> _EXERCISE DESCRIPTION_
Rescale the records below by writing out every line again, with each coordinate in the answers multiplied by 1.1 and rounded to a whole number (halves round up), and all other lines left unchanged. Leave the pictures out.

— START INPUT MATERIAL —

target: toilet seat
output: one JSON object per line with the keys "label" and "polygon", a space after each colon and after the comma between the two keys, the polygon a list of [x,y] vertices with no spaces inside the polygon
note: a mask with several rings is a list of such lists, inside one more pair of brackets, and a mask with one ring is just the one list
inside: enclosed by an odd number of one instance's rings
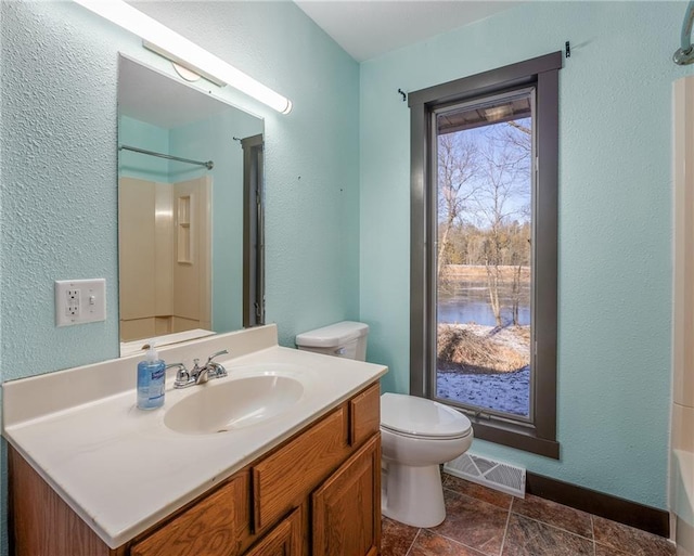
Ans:
{"label": "toilet seat", "polygon": [[381,427],[410,438],[455,439],[472,434],[472,423],[452,408],[401,393],[381,397]]}

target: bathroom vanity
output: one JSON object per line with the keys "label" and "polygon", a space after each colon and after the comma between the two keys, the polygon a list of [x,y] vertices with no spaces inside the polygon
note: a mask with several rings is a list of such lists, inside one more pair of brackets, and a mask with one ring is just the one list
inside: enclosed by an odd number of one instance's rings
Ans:
{"label": "bathroom vanity", "polygon": [[[154,412],[130,408],[137,358],[4,385],[17,556],[378,554],[377,379],[386,368],[278,347],[274,326],[160,353],[172,361],[220,347],[243,353],[223,362],[228,378],[187,390],[167,386],[165,406]],[[69,393],[77,377],[99,383],[90,372],[113,384],[91,401]],[[125,373],[129,390],[115,391]],[[191,396],[209,404],[214,388],[233,391],[227,384],[259,376],[296,380],[300,396],[220,432],[207,430],[206,417],[191,416],[197,425],[187,432],[167,421]],[[41,378],[48,383],[28,384]],[[69,405],[38,395],[23,408],[20,399],[39,386],[67,392]]]}

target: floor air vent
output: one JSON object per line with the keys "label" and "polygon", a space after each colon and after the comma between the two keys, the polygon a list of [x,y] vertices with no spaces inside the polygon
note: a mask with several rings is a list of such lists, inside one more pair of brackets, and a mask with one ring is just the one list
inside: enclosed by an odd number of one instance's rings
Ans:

— END INPUT MATERIAL —

> _RESULT BELOW_
target: toilet seat
output: one JSON object per line with the keys "label" and "polygon", a space after each colon and after the comma between the two keys, the polygon a list of [x,y] vertices with no spaces inside the polygon
note: a mask with several rings is a list of such lists, inside one more pair of brackets, and a mask with one ring is just the one list
inside: enclosed by an odd number of one instance's rings
Ans:
{"label": "toilet seat", "polygon": [[419,470],[451,482],[501,483],[519,477],[519,465],[497,449],[441,432],[419,437]]}

target: bathroom vanity
output: one JSON object per line with the keys "label" and "polygon", a space after each colon and after the comma between the two keys, the polygon a list of [x,y] vertices with no spaces inside the polygon
note: a mask with several rings is a list of such lists, inside one more pair of brackets, and a mask with one ring is just the one list
inside: enclosed by an odd number of one instance's rings
Ans:
{"label": "bathroom vanity", "polygon": [[[169,453],[143,449],[151,394],[4,424],[19,612],[416,609],[415,417],[425,405],[306,382],[301,359],[176,388],[189,397],[242,382],[267,388],[245,398],[251,416],[206,429],[184,425],[182,447]],[[76,432],[85,415],[109,421],[99,409],[124,422],[100,441]],[[138,410],[142,429],[127,430]],[[210,436],[230,444],[235,427],[256,430],[250,422],[285,414],[326,418],[330,436],[242,475],[228,473],[227,459],[210,458],[217,468],[206,475],[184,463]],[[45,416],[53,421],[31,422]],[[76,446],[42,435],[25,449],[22,439],[43,425],[74,431]]]}

target: floor air vent
output: one JSON object per line with the keys "label" and "polygon", a space after each colon and after the comma between the two keys, the polygon a list of [x,y] vertices with no spaces inside the polygon
note: a mask with several rings is a list of such lists, inside one more pair of brackets, and a mask with one ring is just the one list
inside: enclosed by an odd number of one instance's rings
Ans:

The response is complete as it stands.